▶ _MISE EN PRATIQUE_
[A] Relevez dans le texte sur l'expulsion locative tous les actes que le bailleur ne peut pas accomplir de sa propre initiative sous peine de poursuites pour violation de domicile.
[B] Rédigez la suite du texte sur l'expulsion locative à partir de sa dernière phrase.

▶ _TEXTE_
_ _ _ _

La mise en oeuvre de la procédure d'expulsion

L'expulsion locative correspond à la situation où le bailleur décide d'engager une procédure judiciaire afin de récupérer la jouissance du logement dont il est propriétaire compte tenu des manquements du locataire à ses obligations découlant du bail dont principalement le défaut de paiement des loyers.

Engager une procédure judiciaire pour expulser son locataire peut s’avérer être un vrai parcours du combattant pour le bailleur et n’est possible qu’au terme d’un processus dont il est important de connaître les différentes phases.

Il est rappelé en effet que le bailleur ne peut prendre l'initiative de pénétrer dans le logement, faire changer la serrure et toucher aux meubles, sous peine de poursuites pour violation de domicile.

Des précautions à prendre dès la signature du bail

Plus que jamais avec les dernières réformes, le bailleur doit prendre ainsi toutes les précautions pour se prémunir contre des impayés de loyers et charges et ce dès la signature du bail.

La première des précautions à prendre est de s’assurer de la solvabilité du candidat locataire. Le bailleur doit vérifier les ressources de ce dernier. Le décret n° 2015-1437 du 5 novembre 2015 a fixé la liste des pièces justificatives pouvant être demandées au candidat à la location et à sa caution. Ces pièces fournies en copies doivent être vérifiées par rapport aux originaux.

_ _ _ _

▶ _DONNÉES BRUTES_
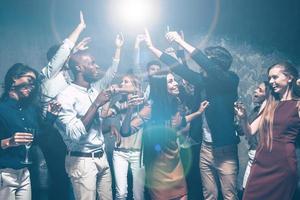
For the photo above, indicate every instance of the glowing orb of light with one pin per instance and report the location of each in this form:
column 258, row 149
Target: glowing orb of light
column 134, row 12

_ _ _ _

▶ _RÉPONSES DÉTAILLÉES_
[A]
- pénétrer dans le logement
- faire changer la serrure
- toucher aux meubles

[B]
Également, le bailleur a la possibilité de solliciter la caution d’une tierce personne pour sécuriser le paiement des loyers. La caution solidaire permet au propriétaire de faire appel directement à la caution dès le premier impayé. Depuis la loi ELAN du 23 novembre 2018, l’acte de caution s’avère dans sa rédaction plus simple. Désormais, pour les contrats conclus depuis le 25 novembre 2018, les informations qui étaient jusqu’alors requises de la main de la caution, doivent figurer dans l’acte de cautionnement, que le garant se contente de signer.

Le bailleur peut également, souscrire une assurance loyers impayés (GLI). Dans cette hypothèse, le bailleur ne peut exiger le cautionnement d'un tiers, sauf si le locataire est étudiant ou apprenti.

En cas d'éligibilité du locataire aux aides au logement, le bailleur peut demander le versement direct de ces aides.

Le locataire peut également solliciter des aides qui auront le mérite de rassurer le bailleur, tel que le dispositif VISALE, CLÉ ou la garantie LOCA-PASS.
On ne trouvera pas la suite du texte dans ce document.